- **TASK INSTRUCTIONS**
Could you give the entries again, exactly as written?

(Collected data)
- Opening Delimiter -

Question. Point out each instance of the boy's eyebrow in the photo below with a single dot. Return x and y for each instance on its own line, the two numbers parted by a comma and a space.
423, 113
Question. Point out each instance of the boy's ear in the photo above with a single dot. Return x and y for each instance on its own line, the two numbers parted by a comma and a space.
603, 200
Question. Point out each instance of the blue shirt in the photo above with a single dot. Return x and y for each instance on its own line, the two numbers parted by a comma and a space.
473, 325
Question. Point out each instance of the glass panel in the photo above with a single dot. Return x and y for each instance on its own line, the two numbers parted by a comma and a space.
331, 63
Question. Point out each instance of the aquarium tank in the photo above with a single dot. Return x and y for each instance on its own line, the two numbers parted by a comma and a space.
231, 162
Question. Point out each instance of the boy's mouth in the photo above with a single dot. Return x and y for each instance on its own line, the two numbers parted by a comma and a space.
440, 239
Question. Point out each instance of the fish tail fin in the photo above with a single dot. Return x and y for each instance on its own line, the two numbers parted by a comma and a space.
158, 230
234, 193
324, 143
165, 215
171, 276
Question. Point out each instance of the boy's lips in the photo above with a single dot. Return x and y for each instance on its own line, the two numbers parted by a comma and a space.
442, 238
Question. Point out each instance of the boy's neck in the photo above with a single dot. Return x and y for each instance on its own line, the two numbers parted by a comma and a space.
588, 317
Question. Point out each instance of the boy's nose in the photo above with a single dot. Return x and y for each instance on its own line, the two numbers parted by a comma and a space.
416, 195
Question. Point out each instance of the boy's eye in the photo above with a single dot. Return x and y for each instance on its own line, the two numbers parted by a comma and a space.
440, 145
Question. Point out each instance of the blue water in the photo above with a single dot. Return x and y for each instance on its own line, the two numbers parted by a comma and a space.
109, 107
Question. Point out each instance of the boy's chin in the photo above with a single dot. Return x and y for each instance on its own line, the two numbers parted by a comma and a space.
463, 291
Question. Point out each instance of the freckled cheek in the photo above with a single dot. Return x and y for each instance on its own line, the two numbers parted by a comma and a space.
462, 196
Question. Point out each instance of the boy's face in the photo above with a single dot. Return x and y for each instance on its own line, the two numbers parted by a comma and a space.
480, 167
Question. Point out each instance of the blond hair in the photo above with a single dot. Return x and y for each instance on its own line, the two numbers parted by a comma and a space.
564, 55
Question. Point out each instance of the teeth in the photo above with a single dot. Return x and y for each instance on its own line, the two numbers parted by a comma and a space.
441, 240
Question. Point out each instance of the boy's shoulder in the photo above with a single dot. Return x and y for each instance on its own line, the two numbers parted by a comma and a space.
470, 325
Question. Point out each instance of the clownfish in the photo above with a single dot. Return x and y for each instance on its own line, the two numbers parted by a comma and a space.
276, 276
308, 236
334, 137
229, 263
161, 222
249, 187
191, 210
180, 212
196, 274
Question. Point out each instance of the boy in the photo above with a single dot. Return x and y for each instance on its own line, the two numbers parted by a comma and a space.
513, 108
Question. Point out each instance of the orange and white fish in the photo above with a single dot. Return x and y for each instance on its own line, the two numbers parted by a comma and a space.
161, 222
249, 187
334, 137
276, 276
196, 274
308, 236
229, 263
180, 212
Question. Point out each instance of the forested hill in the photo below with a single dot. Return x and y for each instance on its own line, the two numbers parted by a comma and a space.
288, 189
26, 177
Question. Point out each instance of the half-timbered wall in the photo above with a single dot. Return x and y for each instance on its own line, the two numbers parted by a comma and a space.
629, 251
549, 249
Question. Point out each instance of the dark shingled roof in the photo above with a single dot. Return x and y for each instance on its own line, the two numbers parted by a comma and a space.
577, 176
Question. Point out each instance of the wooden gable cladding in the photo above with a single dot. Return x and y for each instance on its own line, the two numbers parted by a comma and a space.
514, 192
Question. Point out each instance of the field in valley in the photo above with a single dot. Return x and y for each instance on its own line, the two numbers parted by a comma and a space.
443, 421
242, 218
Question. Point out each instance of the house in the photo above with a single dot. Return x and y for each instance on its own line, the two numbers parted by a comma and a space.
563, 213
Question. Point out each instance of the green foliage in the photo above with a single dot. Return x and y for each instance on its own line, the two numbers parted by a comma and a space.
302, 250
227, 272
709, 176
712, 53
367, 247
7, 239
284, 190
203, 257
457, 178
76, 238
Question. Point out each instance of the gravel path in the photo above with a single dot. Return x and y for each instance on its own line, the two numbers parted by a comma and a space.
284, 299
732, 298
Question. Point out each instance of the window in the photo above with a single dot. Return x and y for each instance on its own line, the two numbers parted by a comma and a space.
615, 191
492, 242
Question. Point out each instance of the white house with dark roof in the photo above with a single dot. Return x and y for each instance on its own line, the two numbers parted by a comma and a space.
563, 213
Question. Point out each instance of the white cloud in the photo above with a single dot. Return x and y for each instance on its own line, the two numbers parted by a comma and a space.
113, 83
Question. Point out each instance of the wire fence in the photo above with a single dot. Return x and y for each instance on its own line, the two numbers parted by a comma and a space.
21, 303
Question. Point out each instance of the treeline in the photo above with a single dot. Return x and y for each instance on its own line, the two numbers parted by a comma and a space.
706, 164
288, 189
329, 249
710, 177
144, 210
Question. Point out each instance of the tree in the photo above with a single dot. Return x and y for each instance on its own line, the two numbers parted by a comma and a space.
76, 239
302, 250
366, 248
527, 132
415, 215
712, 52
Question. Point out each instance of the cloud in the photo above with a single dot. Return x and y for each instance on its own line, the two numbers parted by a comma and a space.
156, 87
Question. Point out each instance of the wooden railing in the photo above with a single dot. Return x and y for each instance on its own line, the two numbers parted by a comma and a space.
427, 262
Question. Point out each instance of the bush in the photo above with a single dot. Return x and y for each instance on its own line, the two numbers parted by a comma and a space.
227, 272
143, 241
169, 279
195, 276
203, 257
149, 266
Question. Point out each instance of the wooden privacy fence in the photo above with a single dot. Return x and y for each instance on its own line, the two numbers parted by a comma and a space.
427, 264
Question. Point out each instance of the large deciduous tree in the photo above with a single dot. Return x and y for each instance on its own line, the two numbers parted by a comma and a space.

- Closing Delimiter -

- **ANSWER TO THE PROBLEM**
Question. Point out each instance of the boy's eyebrow in the photo below with a single dot. Return x and y for each instance on its own line, the two numbers parted by a comma and a space.
423, 113
Question. Point out each instance of the boy's ear in the photo above with a single dot. Return x and y for each instance on its own line, the two numbers parted by a comma and a space.
603, 200
Question. Point out each instance of the blue shirt in the photo above with a single dot. Return x and y for each instance on its own line, the two numbers parted by a comma and a space.
473, 325
Question. Point out each instance of the glass panel in the photo above with a single dot. Return x and y for each instance on its own line, the two numbers parted by a comma and a space.
331, 63
Question. Point out each instance of the aquarium tank in the photo above with a single dot. Return x and y for each instance on its own line, the two numbers parted by a comma and a space.
231, 162
Question. Point out each instance of the boy's mouth in the photo above with a single dot. Return x and y for each instance on its own line, the two numbers parted by a comma and a space.
440, 239
Question. Point out each instance of the fish tail fin in the photo above with a single dot. Return x and y for each instance on its own line, the two numbers parted by a comma and a space.
158, 230
234, 193
324, 143
165, 215
171, 276
Question. Point out each instance of the boy's lips in the photo above with a single dot. Return x and y for each instance on its own line, the two numbers parted by a comma and a space.
442, 238
Question. Point out each instance of the boy's neck in the photo above with a single dot. Return x and y for each instance on its own line, the two numbers parted by a comma and a space.
588, 317
Question. Point out each instance of the boy's nose in the photo above with a single dot. Return x and y for each instance on its own line, the two numbers parted by a comma and a space.
416, 195
Question. Point out each instance of the boy's eye in the photo above with a single dot. Return x and y for each instance on its own line, the two numbers parted by a comma and a space.
440, 145
Question. Point out each instance of the blue water in the photo above with a single dot. Return x and y for each instance on its own line, the two numbers parted by a comma and a space.
109, 107
Question. Point out each instance of the boy's chin in the photo above with a single dot. Return x and y for each instance on its own line, the two numbers parted by a comma and a space.
463, 291
Question. Point out each instance of the freckled cheek in the photo above with a single dot. Return x and y for each instance on its own line, the two numbers parted by a comma and a space.
462, 196
Question. Point out each instance of the boy's face in the photo above with a single dot. Return x and y for each instance on its own line, the two numbers parted by a comma and a space.
480, 167
Question. Point out each instance of the blond hair in the photo above with a single dot. Return x and y for each instance on its own line, the two numbers parted by a comma and a space.
564, 55
Question. Point out each instance of the teeth in the photo above with a single dot. Return x and y for each instance on its own line, the two numbers parted by a comma and a space.
441, 240
Question. Point out each instance of the boy's shoulder in the photo above with a single dot. Return x and y for each instance on its own line, the two numbers parted by a comma and a space.
470, 325
Question. Point out each instance of the clownfish in the photo above with a single dot. Return x and y for each instance on its own line, the two numbers parted by a comma and a space.
276, 276
308, 236
334, 137
229, 263
161, 222
249, 187
191, 210
180, 212
196, 274
Question. Point out each instance of the boy in the photo above with a single dot. Return x and y for each instance on its own line, the two numbers parted by a comma and a space.
513, 108
Question. Point out each instance of the orange and white fish in the photo above with a single dot. Return x and y for each instance on its own line, the two numbers parted by a comma and a space.
161, 222
249, 187
334, 137
276, 276
196, 274
308, 236
229, 263
180, 212
Question. Point out each instance of the forested hill in the photo below with a single dot. Return x and y for each instance on its own line, the two numbers parted by a comma and a space.
288, 189
26, 177
Question. Point out each instance of the half-timbered wall in the photo above with a single dot. Return x and y for each instance on its own line, the two numbers parted by a comma and a space.
629, 251
549, 249
Question. Point out each instance of the dark shingled roof in the photo above with a single dot. Return x and y for each instance on its own line, the two numbers parted by a comma and a space.
577, 176
Question. Point out each instance of the wooden gable cladding in the photo above with a single dot. Return x and y for each instance on its own line, the two numbers parted by a comma and a space.
514, 192
Question. Point out each instance of the field in valley in the photo above with a single dot. Return x and y for each instance on its own line, the two numbers parted by a comma and a space.
443, 421
242, 218
Question. Point out each instance of the house in the photo above with a single dot. Return x and y for each instance on its own line, the two numbers parted by a comma and a space.
563, 213
Question. Point out each instance of the green foliage in the photo above with a single dot. Return x and y for each instance on its own line, the two numbers parted by a comma and a space.
302, 250
227, 272
709, 176
712, 53
367, 247
7, 239
284, 190
203, 257
457, 178
76, 238
Question. Point out each instance of the gravel path in the photo above with a single dot. Return x and y for each instance on its own line, the two numbers parted by a comma and a space.
284, 299
732, 298
Question. Point out each instance of the window in the photo above with a single dot. Return x and y for each instance on its own line, the two numbers parted by a comma and a space.
615, 191
492, 242
Question. Point out each instance of the white house with dark roof in the photo above with a single dot. Return x and y for each instance on its own line, the two numbers parted by a comma and a space.
563, 213
Question. Point out each instance of the white cloud in the photo above with a single dot. Return x and y for each instance on its own line, the two numbers parted by a comma and a space.
113, 83
Question. Point out each instance of the wire fence in the photo above with a single dot. Return x and y for each instance on its own line, the two numbers parted by a comma and a space.
21, 303
Question. Point out each instance of the treeline in the photo above with a single dot. Return x and y for each instance on its own line, the two numbers parted by a comma and a space.
706, 164
288, 189
329, 249
710, 177
144, 210
Question. Point out each instance of the tree in the photo above with a single dot. Return x and y for each instance on its own line, the two numbers parted by a comma and a space.
76, 239
302, 250
366, 248
527, 132
415, 215
712, 52
Question. Point out each instance of the cloud in the photo above with a single dot. Return x and y for each instance on its own line, the two numbers parted by a comma and a space.
156, 87
Question. Point out each instance of the wooden railing in the photo above with a single dot. Return x and y for each instance on its own line, the two numbers parted by a comma and a space.
427, 262
Question. Point out each instance of the bush in the photo above with a single dot. Return x and y for each instance on its own line, the two numbers parted by a comma and a space.
227, 272
143, 241
169, 279
195, 276
203, 257
149, 266
Question. Point out each instance of the wooden privacy fence in the photo above with a single dot. Return x and y for each instance on its own line, the two numbers parted by a comma and a space.
427, 264
Question. Point out each instance of the large deciduous tree in the photo above with a single dot. Return x and y for each instance on its own line, the two numbers parted by a comma and a space.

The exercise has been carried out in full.